=== Begin Enclosure ===
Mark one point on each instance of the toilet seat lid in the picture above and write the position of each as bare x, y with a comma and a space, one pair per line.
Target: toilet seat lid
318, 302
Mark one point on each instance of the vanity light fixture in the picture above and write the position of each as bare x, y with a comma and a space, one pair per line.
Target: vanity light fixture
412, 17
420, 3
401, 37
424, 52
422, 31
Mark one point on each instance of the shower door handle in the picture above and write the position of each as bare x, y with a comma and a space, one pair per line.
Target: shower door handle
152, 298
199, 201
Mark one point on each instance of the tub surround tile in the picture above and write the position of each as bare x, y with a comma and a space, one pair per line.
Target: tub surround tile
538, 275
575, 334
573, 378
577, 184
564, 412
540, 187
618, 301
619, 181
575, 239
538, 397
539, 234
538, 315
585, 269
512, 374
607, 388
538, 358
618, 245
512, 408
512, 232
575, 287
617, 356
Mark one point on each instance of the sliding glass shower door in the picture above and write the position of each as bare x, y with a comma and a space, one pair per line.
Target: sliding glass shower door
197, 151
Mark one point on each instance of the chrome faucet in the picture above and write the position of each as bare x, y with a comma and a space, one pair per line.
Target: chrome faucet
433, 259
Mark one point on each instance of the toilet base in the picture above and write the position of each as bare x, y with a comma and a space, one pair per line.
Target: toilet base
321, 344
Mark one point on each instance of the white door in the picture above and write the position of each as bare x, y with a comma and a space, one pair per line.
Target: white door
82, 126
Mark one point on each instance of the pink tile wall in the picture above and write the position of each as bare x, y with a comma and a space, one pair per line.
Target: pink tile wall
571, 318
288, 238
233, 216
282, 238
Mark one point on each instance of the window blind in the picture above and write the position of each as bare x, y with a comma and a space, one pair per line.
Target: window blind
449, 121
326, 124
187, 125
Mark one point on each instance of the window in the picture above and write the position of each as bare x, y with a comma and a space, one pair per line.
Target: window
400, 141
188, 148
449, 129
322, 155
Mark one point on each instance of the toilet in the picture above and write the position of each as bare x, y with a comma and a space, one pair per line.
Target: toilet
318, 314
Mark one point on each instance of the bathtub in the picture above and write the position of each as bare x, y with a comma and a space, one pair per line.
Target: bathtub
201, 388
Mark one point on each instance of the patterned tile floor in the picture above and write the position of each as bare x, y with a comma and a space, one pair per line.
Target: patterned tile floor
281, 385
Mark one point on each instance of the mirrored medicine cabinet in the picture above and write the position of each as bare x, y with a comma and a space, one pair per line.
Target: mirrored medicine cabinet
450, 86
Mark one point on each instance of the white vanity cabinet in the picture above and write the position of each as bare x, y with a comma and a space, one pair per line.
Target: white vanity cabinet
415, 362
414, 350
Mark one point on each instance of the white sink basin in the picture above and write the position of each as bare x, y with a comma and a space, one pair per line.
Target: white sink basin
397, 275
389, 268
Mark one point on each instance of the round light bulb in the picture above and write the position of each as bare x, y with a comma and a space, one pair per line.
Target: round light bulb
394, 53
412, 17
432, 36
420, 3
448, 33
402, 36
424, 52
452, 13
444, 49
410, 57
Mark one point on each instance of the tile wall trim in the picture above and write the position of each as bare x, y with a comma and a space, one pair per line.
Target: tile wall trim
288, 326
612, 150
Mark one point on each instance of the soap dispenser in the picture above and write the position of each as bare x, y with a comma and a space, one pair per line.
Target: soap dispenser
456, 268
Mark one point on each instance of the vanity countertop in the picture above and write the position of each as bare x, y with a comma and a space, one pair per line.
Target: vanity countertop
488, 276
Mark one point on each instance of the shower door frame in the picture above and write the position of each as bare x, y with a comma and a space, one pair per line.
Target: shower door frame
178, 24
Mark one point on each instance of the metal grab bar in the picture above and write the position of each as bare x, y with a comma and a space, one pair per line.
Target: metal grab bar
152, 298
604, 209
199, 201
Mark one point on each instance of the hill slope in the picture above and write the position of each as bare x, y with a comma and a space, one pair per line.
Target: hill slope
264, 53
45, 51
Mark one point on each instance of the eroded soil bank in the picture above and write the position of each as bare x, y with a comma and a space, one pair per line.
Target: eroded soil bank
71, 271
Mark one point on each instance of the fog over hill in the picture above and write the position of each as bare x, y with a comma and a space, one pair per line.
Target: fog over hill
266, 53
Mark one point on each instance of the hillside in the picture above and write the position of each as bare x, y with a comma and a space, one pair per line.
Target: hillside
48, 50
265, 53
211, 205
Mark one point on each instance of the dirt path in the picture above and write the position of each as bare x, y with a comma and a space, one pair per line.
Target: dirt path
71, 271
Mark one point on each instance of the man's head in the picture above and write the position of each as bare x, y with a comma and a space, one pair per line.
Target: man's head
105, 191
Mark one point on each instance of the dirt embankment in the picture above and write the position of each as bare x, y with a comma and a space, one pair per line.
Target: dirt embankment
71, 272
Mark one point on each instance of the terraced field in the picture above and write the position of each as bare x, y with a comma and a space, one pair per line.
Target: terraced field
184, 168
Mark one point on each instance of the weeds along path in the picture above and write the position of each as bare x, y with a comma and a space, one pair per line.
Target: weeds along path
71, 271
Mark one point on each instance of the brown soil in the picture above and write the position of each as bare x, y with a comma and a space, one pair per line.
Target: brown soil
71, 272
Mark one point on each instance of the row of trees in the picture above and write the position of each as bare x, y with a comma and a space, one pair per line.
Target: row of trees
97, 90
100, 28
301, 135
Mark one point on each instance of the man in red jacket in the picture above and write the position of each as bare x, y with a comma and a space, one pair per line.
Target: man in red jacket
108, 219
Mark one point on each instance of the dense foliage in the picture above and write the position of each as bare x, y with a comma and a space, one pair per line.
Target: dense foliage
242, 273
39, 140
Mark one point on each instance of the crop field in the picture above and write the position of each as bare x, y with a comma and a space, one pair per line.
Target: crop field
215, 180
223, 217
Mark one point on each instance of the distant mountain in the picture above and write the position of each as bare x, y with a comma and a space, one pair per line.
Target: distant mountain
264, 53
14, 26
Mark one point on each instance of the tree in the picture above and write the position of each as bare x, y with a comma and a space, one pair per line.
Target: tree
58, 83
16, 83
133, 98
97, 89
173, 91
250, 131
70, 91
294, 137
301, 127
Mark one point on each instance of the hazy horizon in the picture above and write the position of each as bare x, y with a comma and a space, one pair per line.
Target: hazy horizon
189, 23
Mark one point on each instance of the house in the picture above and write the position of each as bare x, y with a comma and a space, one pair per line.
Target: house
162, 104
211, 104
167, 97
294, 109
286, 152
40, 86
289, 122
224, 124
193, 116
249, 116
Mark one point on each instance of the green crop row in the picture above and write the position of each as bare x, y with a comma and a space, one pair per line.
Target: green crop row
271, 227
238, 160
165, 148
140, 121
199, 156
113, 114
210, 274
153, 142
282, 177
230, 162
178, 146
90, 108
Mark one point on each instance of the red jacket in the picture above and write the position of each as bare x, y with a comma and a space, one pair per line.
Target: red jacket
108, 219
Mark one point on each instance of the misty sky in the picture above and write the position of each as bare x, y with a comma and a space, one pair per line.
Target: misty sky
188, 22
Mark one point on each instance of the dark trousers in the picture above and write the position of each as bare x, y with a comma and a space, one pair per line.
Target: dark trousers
=== End Enclosure ===
> **WHAT THIS TASK INVOLVES**: Write the records out again. Each one must match exactly.

> **EXERCISE OUTPUT**:
Mark one point on each instance of the toilet seat lid in the picture above and write the position of each as bare x, y with a comma and a space, one pair per line.
Target: toilet seat lid
318, 302
Mark one point on each instance of the vanity light fixture in the picture above and write the position of each as bare x, y with a comma and a space, one pair per line.
Target: vanity light fixture
412, 17
420, 3
401, 37
424, 52
422, 31
Mark one point on each instance of the shower door handle in the picture above and write the position of each as bare x, y with a comma and a space, one pair per line.
Target: shower door handle
152, 298
199, 201
Mark one point on each instance of the tub surround tile in the picture above and write the position of each as bare x, y with a comma and a space, one pair per line.
Target: tub surround tile
538, 275
575, 334
573, 378
577, 184
564, 412
540, 187
618, 301
619, 181
575, 239
538, 397
539, 234
538, 315
585, 269
512, 374
607, 388
538, 358
618, 245
512, 408
512, 232
575, 287
617, 356
Mark one point on each instance of the sliding glass shower door in the picture above and write the position of each as bare x, y with a comma and a space, one pair per line.
Target: sliding glass shower door
197, 151
Mark one point on each instance of the chrome faucet in the picture above and write the position of each as bare x, y with a comma and a space, one pair per line.
Target: chrome faucet
433, 259
Mark one point on each instance of the toilet base in the picture above and write the position of each as bare x, y with a comma and a space, one pair per line.
Target: toilet base
321, 344
Mark one point on each instance of the white door in the picture above and write the position of each as bare x, y with a comma and a space, one pair per line.
Target: white door
82, 126
Mark one point on each instance of the pink tile wall in the picture above and write the position of each as bare x, y with a comma and a space, one pair per line.
Target: pink tile wall
571, 318
288, 238
233, 216
282, 238
Mark one point on each instance of the window blind in the picture above and write the position of each as bare x, y with a comma and a space, one pair per line.
Target: window blind
449, 121
326, 124
187, 125
Mark one point on each instance of the window in the picture above and write the position of each as bare x, y with a comma and a space, one pair per line.
Target: window
400, 141
188, 148
449, 129
322, 155
Mark one point on each instance of the toilet in the picture above and write the position of each as bare x, y with a comma and a space, one pair per line.
Target: toilet
318, 314
Mark one point on each instance of the bathtub in the picture above and write the position of each as bare x, y with a comma and a space, one pair per line.
Target: bathtub
201, 388
Mark one point on each instance of the patterned tile floor in the picture above and write the position of each as bare x, y with a comma and a space, one pair per line.
Target: patterned tile floor
281, 385
Mark one point on each instance of the mirrored medicine cabinet in the picture above and write the position of each as bare x, y with a comma and a space, one pair per line.
Target: mirrored medicine cabinet
450, 86
Mark one point on each instance of the white vanity cabinet in the picture above and write the position of each as bare x, y with a comma and a space, one pair per line.
Target: white vanity cabinet
415, 362
414, 350
Mark one point on each instance of the white sink basin in the picture above and write the position of each as bare x, y with a comma and a space, one pair per line.
Target: white sink basin
397, 275
389, 268
Mark one point on each instance of the round light bulb in the picture above and write the position of each as bare x, y with a comma and a space, one pair per line.
Target: round light bulb
394, 53
412, 17
432, 36
420, 3
448, 33
402, 36
424, 52
452, 13
444, 49
410, 57
Mark one point on each instance of the tile wall trim in the picture above and write the position of each as bare x, y with a comma and a space, one pair per line.
Target: tile wall trim
288, 326
612, 150
Mark one point on each instance of the soap dispenser in the picture above and write the position of each as bare x, y with a comma and a space, one pair per line.
Target: soap dispenser
456, 268
Mark one point on each instance of the vanity countertop in the picture above and write the position of each as bare x, y with a comma and a space, one pair per line.
Target: vanity countertop
488, 276
Mark one point on each instance of the shower door frame in the picture above and write the position of each as bare x, y with a comma and a space, one pair per line.
Target: shower door frame
178, 24
Mark one point on each instance of the metal grab bar in the picture above and write the position of each as bare x, y with a comma and a space, one pair per line.
Target: metal grab bar
152, 298
604, 209
199, 201
Mark one point on each instance of the hill slope in the picture above and write the position of each as bare x, y with a comma and a space, one pair per line.
Target: hill slope
264, 53
45, 51
Mark one point on each instance of the eroded soil bank in the picture above and write the position of each as bare x, y with a comma and a space, one pair per line.
Target: eroded soil bank
71, 271
Mark one point on each instance of the fog over hill in the picture above and write the position of each as bare x, y with a comma and a space, one pair per line.
Target: fog over hill
266, 53
Mark one point on each instance of the hillside in the picture above and write the position of each as bare x, y with a comma and a space, one pair per line.
Target: hillside
48, 50
265, 53
211, 205
Mark one point on each instance of the dirt path in the picture above and write the position of each as bare x, y with a comma and a space, one pair per line.
Target: dirt path
71, 271
Mark one point on each instance of the man's head in the picture above and write the position of each as bare x, y with a comma and a space, one pair per line.
Target: man's head
105, 191
Mark one point on each instance of the dirt embankment in the picture above and write the position of each as bare x, y with a comma and a space, one pair per line.
Target: dirt embankment
71, 272
Mark one point on each instance of the terraced field in the picture above and write the position of each as bare x, y with a comma and a space, one pair per line.
Target: terraced field
184, 168
Mark one point on each instance of the weeds along path in the picture above and write the position of each as bare x, y with a comma and a space, one pair per line.
Target: weeds along path
71, 271
Mark one point on each instance of the brown soil in the picture above and write the position of each as bare x, y with a comma and a space, one pair per line.
Target: brown soil
71, 272
Mark one point on each instance of the row of trees in the picture above and write the position of each as bare x, y with a comma and a space, one pair per line.
Target: row of trees
97, 90
100, 28
301, 135
Mark one point on each instance of the man in red jacket in the picture above and write the position of each as bare x, y with a comma and a space, one pair per line.
Target: man in red jacket
108, 219
Mark one point on each instance of the dense foliage in the picture above and write the position of each as bare x, y with a comma and a space, one pair per line.
Target: dense foliage
242, 273
39, 140
Mark one point on each instance of the crop field in the picture above and write the position of each as bare x, y with a comma and a space, one pair per line.
Target: crop field
215, 180
223, 217
Mark one point on each instance of the distant mountain in the picture above and write the position of each as bare x, y with a comma and a space, one pair per line.
Target: distant mountain
264, 53
14, 26
Mark one point on each instance of the tree in the picture above and write the position of each as bare x, y with a comma and a space, one pair per line.
Target: tree
58, 83
16, 83
133, 98
97, 89
173, 91
250, 131
70, 91
294, 137
301, 127
Mark one point on each instance of the hazy horizon in the picture above and write the position of each as bare x, y with a comma and a space, one pair per line.
Target: hazy horizon
189, 23
Mark one point on each instance of the house in the picture above and write the position of each as bare x, y with a comma and a space, one pair per line.
Target: house
162, 104
211, 104
167, 97
294, 109
286, 152
40, 86
289, 122
224, 124
193, 116
249, 116
Mark one point on each instance of the green crop row in the picture above and write the position of each as bare x, y with a comma and a space, one pair per line.
Target: green crop row
271, 227
238, 160
165, 148
140, 121
199, 156
113, 114
210, 274
153, 142
282, 177
230, 162
178, 146
90, 108
Mark one point on each instance of the red jacket in the picture above and write the position of each as bare x, y with a comma and a space, one pair per line.
Target: red jacket
108, 219
Mark one point on each instance of the misty sky in the picture above and write the position of each as bare x, y with a comma and a space, one pair per line.
Target: misty sky
188, 22
Mark one point on each instance of the dark trousers in the picture above and write the position of each as bare x, y with a comma and a space, one pair per line.
Target: dark trousers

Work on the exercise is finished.